▶ _Texto fornecido_
● ● ● ● ● ● ●

Jogos olímpicos de 2016. Muitos empreendimentos, modernizações na cidade para sediar uma dos mais importantes eventos mundial. E os moradores que não são emergentes, ou elitizados de berço, como ficam? Não ficam. A modernização do RJ sempre visou à modernização através da exclusão social. Foi assim no Morro da Favela (atual Providência) e é assim aos ex-moradores de Vila Autódromo.
Morro da Favela, uma das primeiras favelas do Brasil. Após a abolição da escravatura, ex-escravos não tinham para onde ir. Formaram-se cortiços pertos das residências das baronesas e barões. Esses tipos de moradias incomodavam a elite da época. Não tardou para que eugenistas influenciassem a sociedade – ou seria apenas uma boa desculpa para a sociedade discriminadora? – sobre a insalubridade dos cortiços para os moradores elitizados.

● ● ● ● ● ● ●

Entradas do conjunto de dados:
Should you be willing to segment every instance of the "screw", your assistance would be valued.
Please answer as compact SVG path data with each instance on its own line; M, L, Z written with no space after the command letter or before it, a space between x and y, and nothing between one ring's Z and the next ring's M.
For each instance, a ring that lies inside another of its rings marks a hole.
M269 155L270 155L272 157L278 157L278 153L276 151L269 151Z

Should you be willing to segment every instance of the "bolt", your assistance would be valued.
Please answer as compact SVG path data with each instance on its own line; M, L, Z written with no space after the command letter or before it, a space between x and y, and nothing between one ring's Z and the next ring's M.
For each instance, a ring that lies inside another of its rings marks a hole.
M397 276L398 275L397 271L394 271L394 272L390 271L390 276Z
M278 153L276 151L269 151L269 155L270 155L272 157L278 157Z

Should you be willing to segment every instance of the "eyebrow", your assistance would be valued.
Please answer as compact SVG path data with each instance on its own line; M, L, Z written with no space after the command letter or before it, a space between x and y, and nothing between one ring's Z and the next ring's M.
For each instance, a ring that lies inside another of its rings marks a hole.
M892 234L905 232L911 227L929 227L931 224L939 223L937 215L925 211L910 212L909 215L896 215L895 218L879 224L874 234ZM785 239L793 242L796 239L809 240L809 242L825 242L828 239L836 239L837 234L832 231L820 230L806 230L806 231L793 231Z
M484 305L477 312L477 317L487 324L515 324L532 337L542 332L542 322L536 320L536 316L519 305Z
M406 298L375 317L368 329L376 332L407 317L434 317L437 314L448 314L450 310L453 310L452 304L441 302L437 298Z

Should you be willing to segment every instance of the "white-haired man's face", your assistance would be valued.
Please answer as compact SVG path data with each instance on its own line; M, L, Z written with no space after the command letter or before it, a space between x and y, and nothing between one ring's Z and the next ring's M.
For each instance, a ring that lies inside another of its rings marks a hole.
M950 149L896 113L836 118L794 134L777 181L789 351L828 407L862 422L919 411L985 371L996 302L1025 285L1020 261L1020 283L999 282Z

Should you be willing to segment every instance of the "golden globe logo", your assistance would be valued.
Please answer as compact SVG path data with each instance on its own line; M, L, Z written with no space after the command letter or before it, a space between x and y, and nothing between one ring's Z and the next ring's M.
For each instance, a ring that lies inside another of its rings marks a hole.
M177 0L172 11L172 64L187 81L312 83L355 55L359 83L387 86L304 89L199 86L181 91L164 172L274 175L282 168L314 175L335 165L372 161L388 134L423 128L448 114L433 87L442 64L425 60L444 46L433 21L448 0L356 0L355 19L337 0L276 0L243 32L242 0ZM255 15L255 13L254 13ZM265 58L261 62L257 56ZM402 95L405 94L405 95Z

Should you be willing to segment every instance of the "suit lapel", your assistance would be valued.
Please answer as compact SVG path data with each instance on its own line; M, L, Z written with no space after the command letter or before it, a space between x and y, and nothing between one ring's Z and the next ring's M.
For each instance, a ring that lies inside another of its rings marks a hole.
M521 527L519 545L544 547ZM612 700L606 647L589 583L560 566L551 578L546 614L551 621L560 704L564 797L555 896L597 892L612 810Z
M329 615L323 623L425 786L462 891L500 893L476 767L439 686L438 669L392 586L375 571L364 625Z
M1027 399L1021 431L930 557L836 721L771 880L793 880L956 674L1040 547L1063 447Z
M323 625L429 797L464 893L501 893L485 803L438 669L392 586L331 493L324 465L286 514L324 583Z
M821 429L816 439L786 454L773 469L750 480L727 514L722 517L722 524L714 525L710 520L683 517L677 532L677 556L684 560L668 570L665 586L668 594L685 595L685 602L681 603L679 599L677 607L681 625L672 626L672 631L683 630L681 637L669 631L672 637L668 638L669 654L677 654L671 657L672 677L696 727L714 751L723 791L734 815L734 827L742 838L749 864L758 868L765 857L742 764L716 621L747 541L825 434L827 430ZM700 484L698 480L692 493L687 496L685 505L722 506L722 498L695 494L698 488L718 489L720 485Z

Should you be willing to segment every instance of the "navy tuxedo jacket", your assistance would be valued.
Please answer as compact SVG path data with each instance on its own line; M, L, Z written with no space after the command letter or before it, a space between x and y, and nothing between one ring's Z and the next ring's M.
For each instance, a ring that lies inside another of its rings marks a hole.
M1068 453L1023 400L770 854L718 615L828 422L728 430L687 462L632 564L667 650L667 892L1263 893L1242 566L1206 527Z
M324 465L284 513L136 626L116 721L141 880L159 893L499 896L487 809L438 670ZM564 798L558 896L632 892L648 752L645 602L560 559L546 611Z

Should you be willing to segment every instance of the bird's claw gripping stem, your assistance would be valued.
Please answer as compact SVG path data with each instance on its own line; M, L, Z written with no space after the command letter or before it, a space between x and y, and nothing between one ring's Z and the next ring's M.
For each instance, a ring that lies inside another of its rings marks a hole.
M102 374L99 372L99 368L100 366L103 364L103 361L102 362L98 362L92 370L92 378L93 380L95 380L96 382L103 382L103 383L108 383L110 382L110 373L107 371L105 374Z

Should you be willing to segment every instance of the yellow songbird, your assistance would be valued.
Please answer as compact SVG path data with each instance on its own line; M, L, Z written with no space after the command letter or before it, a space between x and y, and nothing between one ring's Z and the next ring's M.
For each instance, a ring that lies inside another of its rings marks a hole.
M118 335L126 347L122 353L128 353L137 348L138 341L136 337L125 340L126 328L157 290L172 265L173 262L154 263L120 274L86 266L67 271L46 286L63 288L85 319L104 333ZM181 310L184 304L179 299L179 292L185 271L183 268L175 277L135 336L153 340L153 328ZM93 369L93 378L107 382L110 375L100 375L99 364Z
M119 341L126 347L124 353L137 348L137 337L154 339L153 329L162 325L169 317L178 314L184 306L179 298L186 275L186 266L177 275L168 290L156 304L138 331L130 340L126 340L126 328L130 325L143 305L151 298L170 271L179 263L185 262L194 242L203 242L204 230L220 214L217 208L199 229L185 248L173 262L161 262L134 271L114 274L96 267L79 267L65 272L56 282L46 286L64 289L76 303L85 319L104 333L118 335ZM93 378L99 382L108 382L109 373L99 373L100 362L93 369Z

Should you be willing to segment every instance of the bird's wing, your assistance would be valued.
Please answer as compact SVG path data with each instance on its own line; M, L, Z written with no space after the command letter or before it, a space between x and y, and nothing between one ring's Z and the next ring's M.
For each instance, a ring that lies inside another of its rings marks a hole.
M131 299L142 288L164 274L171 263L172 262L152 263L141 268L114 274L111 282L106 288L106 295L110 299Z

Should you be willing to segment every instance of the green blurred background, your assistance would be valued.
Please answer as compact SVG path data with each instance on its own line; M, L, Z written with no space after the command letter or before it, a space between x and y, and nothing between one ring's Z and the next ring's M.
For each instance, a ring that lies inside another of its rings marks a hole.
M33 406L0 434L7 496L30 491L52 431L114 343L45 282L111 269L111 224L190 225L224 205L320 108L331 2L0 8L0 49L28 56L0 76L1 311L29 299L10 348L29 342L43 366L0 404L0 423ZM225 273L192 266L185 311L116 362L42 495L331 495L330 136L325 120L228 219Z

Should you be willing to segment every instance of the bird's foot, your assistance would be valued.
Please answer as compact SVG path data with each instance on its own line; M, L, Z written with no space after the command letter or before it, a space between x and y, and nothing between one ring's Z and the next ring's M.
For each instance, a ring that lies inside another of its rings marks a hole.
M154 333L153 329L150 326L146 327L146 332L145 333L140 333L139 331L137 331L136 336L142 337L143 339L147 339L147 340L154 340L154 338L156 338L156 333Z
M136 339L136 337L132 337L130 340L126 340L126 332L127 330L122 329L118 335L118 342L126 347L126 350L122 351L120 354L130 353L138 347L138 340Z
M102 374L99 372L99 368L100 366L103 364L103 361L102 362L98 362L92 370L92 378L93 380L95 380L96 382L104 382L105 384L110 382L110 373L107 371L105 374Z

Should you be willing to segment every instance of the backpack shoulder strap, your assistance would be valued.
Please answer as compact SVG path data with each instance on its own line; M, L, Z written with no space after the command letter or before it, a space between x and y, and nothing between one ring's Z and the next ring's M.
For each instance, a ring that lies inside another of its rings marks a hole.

● ● ● ● ● ● ●

▶ _O que fazer_
• 1. Resuma o texto fornecido em duas frases.
• 2. Atualize o trecho das entradas que vai da linha com "foot, your assistance would be valued." até o fim das entradas, trocando "your assistance would be valued" por "your help would be appreciated" e deixando todo o resto igual.

▶ _Lista de soluções_
• 1. A modernização do Rio de Janeiro, como a feita para os Jogos Olímpicos de 2016, sempre visou à modernização através da exclusão social, como ocorreu no Morro da Favela (atual Providência) e com os ex-moradores de Vila Autódromo. Após a abolição da escravatura, ex-escravos sem ter para onde ir formaram cortiços perto das residências de baronesas e barões, o que incomodava a elite, e eugenistas logo influenciaram a sociedade sobre a insalubridade dessas moradias.

• 2.
Should you be willing to segment every instance of the bird's foot, your help would be appreciated.
Please answer as compact SVG path data with each instance on its own line; M, L, Z written with no space after the command letter or before it, a space between x and y, and nothing between one ring's Z and the next ring's M.
For each instance, a ring that lies inside another of its rings marks a hole.
M154 333L153 329L150 326L146 327L146 332L145 333L140 333L139 331L137 331L136 336L142 337L143 339L147 339L147 340L154 340L154 338L156 338L156 333Z
M136 339L136 337L132 337L130 340L126 340L126 332L127 330L122 329L118 335L118 342L126 347L126 350L122 351L120 354L130 353L138 347L138 340Z
M102 374L99 372L99 368L100 366L103 364L103 361L102 362L98 362L92 370L92 378L93 380L95 380L96 382L104 382L105 384L110 382L110 373L107 371L105 374Z

Should you be willing to segment every instance of the backpack shoulder strap, your help would be appreciated.
Please answer as compact SVG path data with each instance on its own line; M, L, Z written with no space after the command letter or before it, a space between x and y, and nothing between one ring's Z and the next ring's M.
For each instance, a ring that lies inside another of its rings marks a hole.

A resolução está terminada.